▶ **Prompt**:
Return all of the records below word for word, keeping every line unchanged and in its original order.

# Dataset extract start

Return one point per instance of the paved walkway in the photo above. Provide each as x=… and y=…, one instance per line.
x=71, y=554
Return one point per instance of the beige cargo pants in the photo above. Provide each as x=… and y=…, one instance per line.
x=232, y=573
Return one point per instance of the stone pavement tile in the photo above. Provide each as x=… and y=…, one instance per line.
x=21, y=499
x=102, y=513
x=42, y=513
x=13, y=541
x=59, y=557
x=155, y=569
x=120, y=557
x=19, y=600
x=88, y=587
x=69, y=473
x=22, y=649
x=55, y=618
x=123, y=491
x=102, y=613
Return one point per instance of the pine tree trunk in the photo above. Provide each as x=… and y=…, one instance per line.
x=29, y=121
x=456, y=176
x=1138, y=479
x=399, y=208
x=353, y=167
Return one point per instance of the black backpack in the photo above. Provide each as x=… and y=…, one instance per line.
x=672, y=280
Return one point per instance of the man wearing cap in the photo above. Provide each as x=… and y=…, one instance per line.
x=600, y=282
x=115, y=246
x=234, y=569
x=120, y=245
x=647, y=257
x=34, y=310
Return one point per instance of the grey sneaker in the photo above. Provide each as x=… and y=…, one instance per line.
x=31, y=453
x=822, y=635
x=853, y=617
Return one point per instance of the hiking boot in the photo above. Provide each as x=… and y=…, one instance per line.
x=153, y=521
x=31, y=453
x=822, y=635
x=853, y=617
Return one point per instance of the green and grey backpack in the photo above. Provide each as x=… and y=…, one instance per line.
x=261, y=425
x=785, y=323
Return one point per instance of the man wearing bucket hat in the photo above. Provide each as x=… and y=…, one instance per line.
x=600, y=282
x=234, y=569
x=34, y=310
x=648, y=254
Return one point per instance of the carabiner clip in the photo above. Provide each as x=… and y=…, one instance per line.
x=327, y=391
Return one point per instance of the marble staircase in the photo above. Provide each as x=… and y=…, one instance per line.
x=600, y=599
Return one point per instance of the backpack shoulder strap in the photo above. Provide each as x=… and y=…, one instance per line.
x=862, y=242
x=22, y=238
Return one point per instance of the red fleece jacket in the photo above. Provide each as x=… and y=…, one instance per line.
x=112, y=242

# Dataset extract end

▶ **Written solution**:
Return one point per instance of the paved walkway in the photo above. Provide each as x=… and y=…, one instance per line.
x=71, y=554
Return one point per instance of the beige cargo pants in the photo above. Provide each as x=… and y=…, one instance per line.
x=232, y=573
Return one point per instance of the stone pavement tile in the photo above. Provide each as x=… and y=…, one instance per line.
x=21, y=499
x=102, y=513
x=42, y=513
x=13, y=541
x=59, y=557
x=155, y=569
x=120, y=557
x=19, y=600
x=88, y=587
x=69, y=473
x=22, y=649
x=55, y=618
x=123, y=491
x=102, y=613
Return one point per instance of the pine tree trunk in the photo above. Provide each as x=… and y=…, one instance per line.
x=29, y=121
x=456, y=176
x=1138, y=479
x=399, y=208
x=353, y=167
Return one point per instance of the black backpack in the photo above. Provide each as x=… and y=…, one instance per line.
x=672, y=280
Return one point per instance of the man wearing cap in the photo above. Provide each as x=… and y=…, one instance per line.
x=600, y=282
x=115, y=246
x=234, y=569
x=120, y=245
x=647, y=257
x=34, y=310
Return one point per instance of the grey sneaker in the photo above. Provide each as x=… and y=…, one instance per line.
x=31, y=453
x=822, y=635
x=853, y=617
Return one point per instance of the hiking boot in the photo above. Provide each as x=… and y=…, one instance per line.
x=153, y=521
x=31, y=453
x=822, y=635
x=853, y=617
Return one point per instance of the green and grey backpack in the photo above. Provide each as x=… and y=…, one instance per line.
x=261, y=425
x=785, y=323
Return one point per instance of the man wearing bucket hat in the photo above. Provide each as x=… and y=…, one instance per line.
x=600, y=282
x=234, y=569
x=34, y=310
x=648, y=254
Return one point per instance of the carabiner clip in the photo above. Provide each as x=… and y=…, one instance per line.
x=327, y=391
Return one point per instance of the marble staircase in the photo above. Provide each as x=… and y=…, one instance per line.
x=600, y=599
Return one point per instance of the backpack shoulder strap in the photo above. Provide each as x=… and y=…, one instance per line.
x=862, y=242
x=22, y=238
Return one point per instance of the red fleece jacket in the photo above. Provide each as x=… and y=…, one instance per line.
x=112, y=242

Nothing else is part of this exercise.